What this task involves:
Tally the lines in the material below that contain the string "metal". Give only the number.

Material for this exercise:
--------
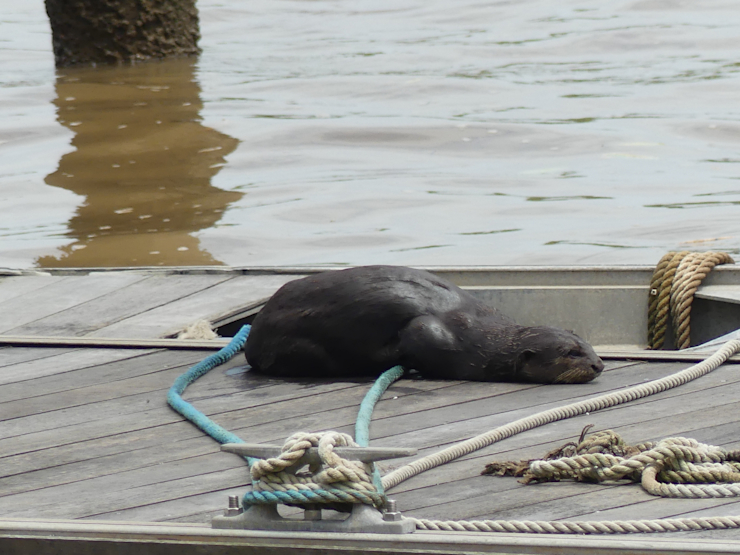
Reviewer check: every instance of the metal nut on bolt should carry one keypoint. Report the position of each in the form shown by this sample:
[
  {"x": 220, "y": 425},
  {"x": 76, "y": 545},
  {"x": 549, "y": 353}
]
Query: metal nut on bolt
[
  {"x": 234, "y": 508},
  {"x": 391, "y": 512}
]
--------
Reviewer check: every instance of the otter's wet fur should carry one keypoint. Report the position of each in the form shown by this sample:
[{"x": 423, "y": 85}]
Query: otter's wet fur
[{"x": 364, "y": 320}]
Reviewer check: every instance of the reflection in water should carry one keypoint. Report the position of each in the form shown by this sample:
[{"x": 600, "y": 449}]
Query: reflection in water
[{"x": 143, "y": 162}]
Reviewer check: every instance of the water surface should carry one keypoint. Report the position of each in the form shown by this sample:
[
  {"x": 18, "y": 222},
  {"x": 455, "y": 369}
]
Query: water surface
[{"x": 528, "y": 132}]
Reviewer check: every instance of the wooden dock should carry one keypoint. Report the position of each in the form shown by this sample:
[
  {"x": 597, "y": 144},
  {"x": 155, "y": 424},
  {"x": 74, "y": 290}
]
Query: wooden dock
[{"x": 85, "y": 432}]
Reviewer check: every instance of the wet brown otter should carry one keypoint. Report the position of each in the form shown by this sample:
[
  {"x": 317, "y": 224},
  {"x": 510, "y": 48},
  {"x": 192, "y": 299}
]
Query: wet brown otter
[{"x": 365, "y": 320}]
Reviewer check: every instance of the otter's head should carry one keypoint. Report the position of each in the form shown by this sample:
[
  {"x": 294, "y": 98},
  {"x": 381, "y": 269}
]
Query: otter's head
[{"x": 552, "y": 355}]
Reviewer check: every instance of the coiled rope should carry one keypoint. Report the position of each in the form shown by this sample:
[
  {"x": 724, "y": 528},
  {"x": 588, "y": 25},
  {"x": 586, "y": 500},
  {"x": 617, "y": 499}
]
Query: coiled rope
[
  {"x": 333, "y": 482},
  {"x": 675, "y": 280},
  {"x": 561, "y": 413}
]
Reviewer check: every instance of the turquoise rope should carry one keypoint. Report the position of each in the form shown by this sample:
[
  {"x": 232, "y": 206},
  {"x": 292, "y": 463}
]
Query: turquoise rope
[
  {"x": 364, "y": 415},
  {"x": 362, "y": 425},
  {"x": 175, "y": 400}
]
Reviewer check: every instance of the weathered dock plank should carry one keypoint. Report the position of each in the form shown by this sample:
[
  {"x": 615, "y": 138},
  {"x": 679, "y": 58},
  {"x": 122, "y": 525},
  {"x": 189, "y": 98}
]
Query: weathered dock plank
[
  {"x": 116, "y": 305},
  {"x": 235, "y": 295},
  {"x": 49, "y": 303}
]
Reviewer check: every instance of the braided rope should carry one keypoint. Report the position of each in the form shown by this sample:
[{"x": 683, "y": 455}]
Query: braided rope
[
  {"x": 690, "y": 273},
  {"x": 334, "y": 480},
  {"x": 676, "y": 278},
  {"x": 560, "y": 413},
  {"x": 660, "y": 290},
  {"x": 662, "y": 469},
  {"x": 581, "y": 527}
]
--------
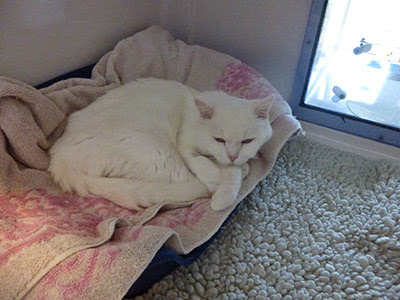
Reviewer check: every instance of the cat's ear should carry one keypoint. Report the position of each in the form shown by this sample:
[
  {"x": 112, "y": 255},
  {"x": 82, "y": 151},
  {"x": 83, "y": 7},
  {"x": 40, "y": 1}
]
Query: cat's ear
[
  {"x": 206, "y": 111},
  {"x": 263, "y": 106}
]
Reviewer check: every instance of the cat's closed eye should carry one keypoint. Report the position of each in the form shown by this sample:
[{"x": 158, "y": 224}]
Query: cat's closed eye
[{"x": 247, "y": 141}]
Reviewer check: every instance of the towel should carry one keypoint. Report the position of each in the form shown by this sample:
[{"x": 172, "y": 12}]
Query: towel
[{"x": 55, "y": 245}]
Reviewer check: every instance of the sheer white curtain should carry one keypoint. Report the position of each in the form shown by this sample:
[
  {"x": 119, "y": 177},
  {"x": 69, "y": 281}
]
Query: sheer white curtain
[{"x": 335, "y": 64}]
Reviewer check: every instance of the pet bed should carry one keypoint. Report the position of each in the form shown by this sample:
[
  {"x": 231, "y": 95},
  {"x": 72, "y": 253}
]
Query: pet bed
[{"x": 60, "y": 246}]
--------
Exercise output:
2